# Boss HM-2 vs Behringer HM300



## 0 Xero 0 (Mar 10, 2011)

I've read in a couple places that the behringer hm300 is a duplicate of the hm-2. I haven't been able to test this hypothesis out because I haven't played either pedal, sadly (I have a WTB HM-2 thead up if anyone has one  ). Can anyone chime in as to whether the hm300 stands up to the classic Entombed and Dismember sounds? Thanks! ^_^


----------



## Wookieslayer (Mar 10, 2011)

maybe this can help



Edit: the real thing has to be more reliable tho


----------



## cyril v (Mar 10, 2011)

There is one on Guitar Center USED section that is beat to hell and back... $29.99.

You could probably talk them down on the price since it's so mangled looking. 







heres a few links for ya to check. maybe shoot them an offer?
FS: Boss HM2 Heavy Metal Pedal
FS/FT: Whetstone, Holy Grail, Noise Floor SM, HM-2

I would just go for the real thing honestly.


----------



## 0 Xero 0 (Mar 10, 2011)

I've seen that video and it is not a good basis to compare to Entombed  Thanks for the replies, both of you. I appreciate it.


----------



## cyril v (Mar 11, 2011)

heres a thread with a few comparisons and opinions on the two...

+ + + + + + +

[TASK SET]
1 > Reproduce the part of the HM-2 forum thread running from "I've seen that" to "on the two...".
2 > Resume the forum thread comparing the Boss HM-2 and the Behringer HM300, picking up right after its final line.

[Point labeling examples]
+ + + + + + +

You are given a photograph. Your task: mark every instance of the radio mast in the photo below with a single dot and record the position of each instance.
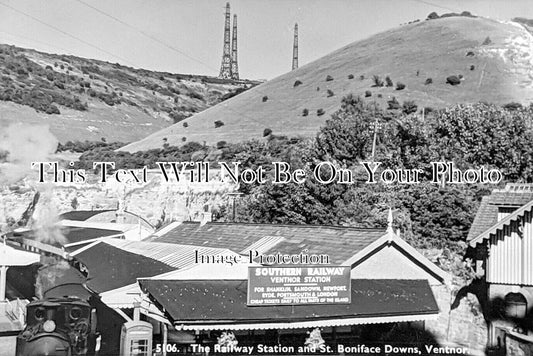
(295, 48)
(225, 68)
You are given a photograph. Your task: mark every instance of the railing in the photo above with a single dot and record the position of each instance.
(16, 310)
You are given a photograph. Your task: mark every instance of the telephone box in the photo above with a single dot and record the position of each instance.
(136, 339)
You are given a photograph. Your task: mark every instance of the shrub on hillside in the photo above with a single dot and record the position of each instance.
(453, 80)
(512, 106)
(378, 82)
(400, 86)
(52, 109)
(409, 107)
(393, 104)
(432, 16)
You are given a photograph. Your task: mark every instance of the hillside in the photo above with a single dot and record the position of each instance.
(85, 99)
(493, 59)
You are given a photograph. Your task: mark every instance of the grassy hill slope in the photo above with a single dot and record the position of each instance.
(494, 59)
(85, 99)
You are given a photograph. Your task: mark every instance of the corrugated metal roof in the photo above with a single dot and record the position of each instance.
(174, 255)
(340, 243)
(224, 302)
(111, 267)
(81, 215)
(513, 195)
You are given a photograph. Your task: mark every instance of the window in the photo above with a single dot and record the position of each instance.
(139, 348)
(515, 305)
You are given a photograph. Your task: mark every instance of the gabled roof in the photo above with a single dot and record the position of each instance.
(110, 267)
(391, 239)
(340, 243)
(512, 196)
(206, 304)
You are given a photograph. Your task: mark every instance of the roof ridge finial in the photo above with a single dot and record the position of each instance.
(390, 221)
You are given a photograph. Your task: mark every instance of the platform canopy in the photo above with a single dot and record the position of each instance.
(222, 305)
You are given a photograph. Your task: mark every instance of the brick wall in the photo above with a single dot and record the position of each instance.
(463, 325)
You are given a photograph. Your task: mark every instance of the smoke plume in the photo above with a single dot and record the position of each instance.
(21, 144)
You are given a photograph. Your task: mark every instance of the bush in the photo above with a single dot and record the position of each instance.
(432, 16)
(512, 106)
(427, 110)
(453, 80)
(393, 104)
(378, 82)
(409, 107)
(52, 109)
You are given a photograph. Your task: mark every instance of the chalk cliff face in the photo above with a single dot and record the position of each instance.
(156, 201)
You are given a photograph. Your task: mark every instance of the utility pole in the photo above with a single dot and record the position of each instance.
(376, 126)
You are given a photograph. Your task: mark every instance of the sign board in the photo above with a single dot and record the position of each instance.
(299, 285)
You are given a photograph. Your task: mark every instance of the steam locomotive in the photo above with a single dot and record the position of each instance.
(58, 327)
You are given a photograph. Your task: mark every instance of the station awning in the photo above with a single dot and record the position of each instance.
(221, 305)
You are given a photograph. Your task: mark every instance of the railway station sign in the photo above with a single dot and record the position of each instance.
(298, 285)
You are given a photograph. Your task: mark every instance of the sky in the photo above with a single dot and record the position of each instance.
(186, 36)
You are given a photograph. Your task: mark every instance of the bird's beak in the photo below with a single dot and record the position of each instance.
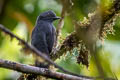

+ + + + + + +

[RESULTS IN ORDER]
1 >
I've seen that video and it is not a good basis to compare to Entombed  Thanks for the replies, both of you. I appreciate it.


----------



## cyril v (Mar 11, 2011)

heres a thread with a few comparisons and opinions on the two...

2 >
Behringer HM300 // Copy of Boss HM-2? - Ultimate Metal Forum


----------



## 0 Xero 0 (Mar 11, 2011)

That is a really interesting thread... it seems like it isn't a copy of the HM-2. To my ears, it's not as tight sounding (although Entombed and Dismember's sounds aren't tight by any means). I'll have to try one next time I can make it to a guitar center.


----------



## Tomo009 (Mar 11, 2011)

Haha the HM-2 isn't tight.... at all,the antithesis in fact.

The HM-300 seems to be a bit closer to the HM-3 than the HM-2 a bit more bassy and flat. Not as punchy, but it seems like a decent imitation. But not good enough to get instead of.

You can find them on ebay for $30 in better condition then the one above, the Taiwanese ones at least. Figure out which you want, for the Entombed/Dismember sound I strongly suggest the Japanese which is a little more difficult to find and a bit more expensive. Just make sure the seller is sure of which they are giving you.


----------



## Kride (Mar 11, 2011)

First is Boss, 2nd Behringer
SoundClick artist: trih - page with MP3 music downloads



Just the Behringer
SoundClick artist: trih - page with MP3 music downloads


----------



## Tomo009 (Mar 11, 2011)

Kride said:


> First is Boss, 2nd Behringer
> SoundClick artist: trih - page with MP3 music downloads
> 
> 
> ...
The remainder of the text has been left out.